* **SET TASK**:
Swap "gets one point" for "receives one point" everywhere in the listing below, and reproduce every other part of it unchanged.
[Start DATA EXCERPTS]
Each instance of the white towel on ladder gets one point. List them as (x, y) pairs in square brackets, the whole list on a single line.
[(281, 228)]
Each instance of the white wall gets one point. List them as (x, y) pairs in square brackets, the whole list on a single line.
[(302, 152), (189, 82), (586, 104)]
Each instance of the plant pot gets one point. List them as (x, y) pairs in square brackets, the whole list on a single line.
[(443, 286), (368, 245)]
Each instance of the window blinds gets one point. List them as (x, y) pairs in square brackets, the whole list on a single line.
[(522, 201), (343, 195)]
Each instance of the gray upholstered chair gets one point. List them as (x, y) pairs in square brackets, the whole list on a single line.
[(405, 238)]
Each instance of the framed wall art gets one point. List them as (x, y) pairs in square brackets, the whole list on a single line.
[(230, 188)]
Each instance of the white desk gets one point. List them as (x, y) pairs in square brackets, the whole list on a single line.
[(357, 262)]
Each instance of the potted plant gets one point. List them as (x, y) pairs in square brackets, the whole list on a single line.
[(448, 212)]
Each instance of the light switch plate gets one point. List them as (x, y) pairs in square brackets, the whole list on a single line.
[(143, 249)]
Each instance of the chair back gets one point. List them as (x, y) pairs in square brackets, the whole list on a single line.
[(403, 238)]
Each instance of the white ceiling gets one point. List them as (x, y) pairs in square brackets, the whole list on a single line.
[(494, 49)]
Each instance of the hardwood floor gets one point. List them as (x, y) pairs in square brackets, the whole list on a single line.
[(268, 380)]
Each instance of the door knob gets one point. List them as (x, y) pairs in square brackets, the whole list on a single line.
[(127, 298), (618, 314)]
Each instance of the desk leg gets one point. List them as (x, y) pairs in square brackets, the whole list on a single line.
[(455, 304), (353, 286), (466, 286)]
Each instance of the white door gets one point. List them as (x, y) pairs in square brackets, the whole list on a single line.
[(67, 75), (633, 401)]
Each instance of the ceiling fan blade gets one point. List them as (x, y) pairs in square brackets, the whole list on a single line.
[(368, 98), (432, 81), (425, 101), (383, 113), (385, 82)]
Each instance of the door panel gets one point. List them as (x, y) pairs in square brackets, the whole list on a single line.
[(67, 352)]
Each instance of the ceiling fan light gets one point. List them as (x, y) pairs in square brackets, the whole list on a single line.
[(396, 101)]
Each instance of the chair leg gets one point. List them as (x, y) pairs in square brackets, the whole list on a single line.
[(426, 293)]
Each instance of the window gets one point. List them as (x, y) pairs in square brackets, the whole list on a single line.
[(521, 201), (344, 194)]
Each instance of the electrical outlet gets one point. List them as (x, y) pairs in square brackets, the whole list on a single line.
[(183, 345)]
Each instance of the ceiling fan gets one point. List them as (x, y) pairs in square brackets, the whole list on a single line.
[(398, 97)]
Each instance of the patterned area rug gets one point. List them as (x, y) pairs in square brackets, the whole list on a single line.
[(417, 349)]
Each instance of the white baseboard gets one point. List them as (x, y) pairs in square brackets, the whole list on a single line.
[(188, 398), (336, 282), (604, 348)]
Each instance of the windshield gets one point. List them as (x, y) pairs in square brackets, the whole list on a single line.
[End DATA EXCERPTS]
* **SOLUTION FOR THIS EXERCISE**:
Each instance of the white towel on ladder receives one point. List them as (x, y) pairs in square brackets, the whole list on a single line.
[(281, 228)]
Each instance of the white wall receives one point. List them as (x, y) pairs in square brackets, the whole list on a single line.
[(302, 152), (189, 82), (586, 104)]
Each instance of the plant pot receives one point. List them as (x, y) pairs in square brackets, the whole list on a single line.
[(443, 286), (368, 245)]
Each instance of the window blinds receives one point. List them as (x, y) pairs in square brackets, the whole list on a single line.
[(522, 201), (343, 195)]
Each instance of the gray upholstered chair receives one point. List them as (x, y) pairs in square brackets, the whole list on a single line.
[(405, 238)]
Each instance of the framed wall art receives one point. List them as (x, y) pairs in square brackets, the whole list on a single line.
[(230, 188)]
Each instance of the white desk receives one point. List them as (x, y) pairs in square brackets, the whole list on a single line.
[(357, 262)]
Each instance of the potted plant receives one point. List them as (x, y) pairs in square brackets, the whole list on a single line.
[(448, 212)]
Each instance of the light switch plate receives one point. List them as (x, y) pairs in square brackets, the whole list on a single line.
[(143, 249)]
Each instance of the chair back receives one point. List them as (x, y) pairs in square brackets, the whole list on a single line.
[(403, 238)]
Each instance of the white ceiling receives one point. List them as (x, y) pairs in square brackets, the whole list on a single line.
[(494, 49)]
Each instance of the hardwood floor receives one point. List them as (x, y) pairs in square brackets, the whole list on a single line.
[(268, 380)]
Each instance of the door knob receives one point. List them as (x, y) pairs in square brackets, the whole list on a single line.
[(127, 298), (618, 314)]
Each instance of the desk leg receives one point. List them as (x, y) pairs in square brackets, the whole list on a single line.
[(455, 304), (353, 286), (466, 286)]
Each instance of the white door receives one point. List them as (x, y) pairs in square brackets, the whole list on a single line.
[(67, 75), (633, 401)]
Each instance of the ceiling fan blade receives one point. List them as (x, y) pairs in square brackets, the whole list on a single line.
[(368, 98), (432, 81), (425, 101), (383, 113), (385, 82)]
Each instance of the door panel receives one point. List them as (x, y) pairs in square brackets, the whole list on a single line.
[(67, 352)]
Each instance of the ceiling fan light receives one point. List them as (x, y) pairs in square brackets, the whole list on a single line.
[(396, 101)]
Each instance of the chair leg receives one point. List them as (x, y) pairs in square brackets, the whole list on a single line.
[(426, 293)]
Each instance of the window receives one point. List them as (x, y) pairs in square brackets, the whole list on a single line.
[(521, 201), (344, 194)]
Each instance of the electrical outlet receives one point. List them as (x, y) pairs in square brackets, the whole list on a single line.
[(183, 345)]
Each instance of the ceiling fan receives one point. List them as (x, y) pairs in square brackets, the whole list on a single line.
[(398, 97)]
Each instance of the patterned area rug receives one point. List them as (x, y) pairs in square brackets, the whole list on a single line.
[(417, 349)]
Each instance of the white baseboard receives one point. List them as (x, y) pairs in square brackets, the whole list on a single line.
[(188, 398), (336, 282), (604, 348)]
Each instance of the windshield receives one point. List them as (x, y) pairs in square brackets, the whole list on a single line.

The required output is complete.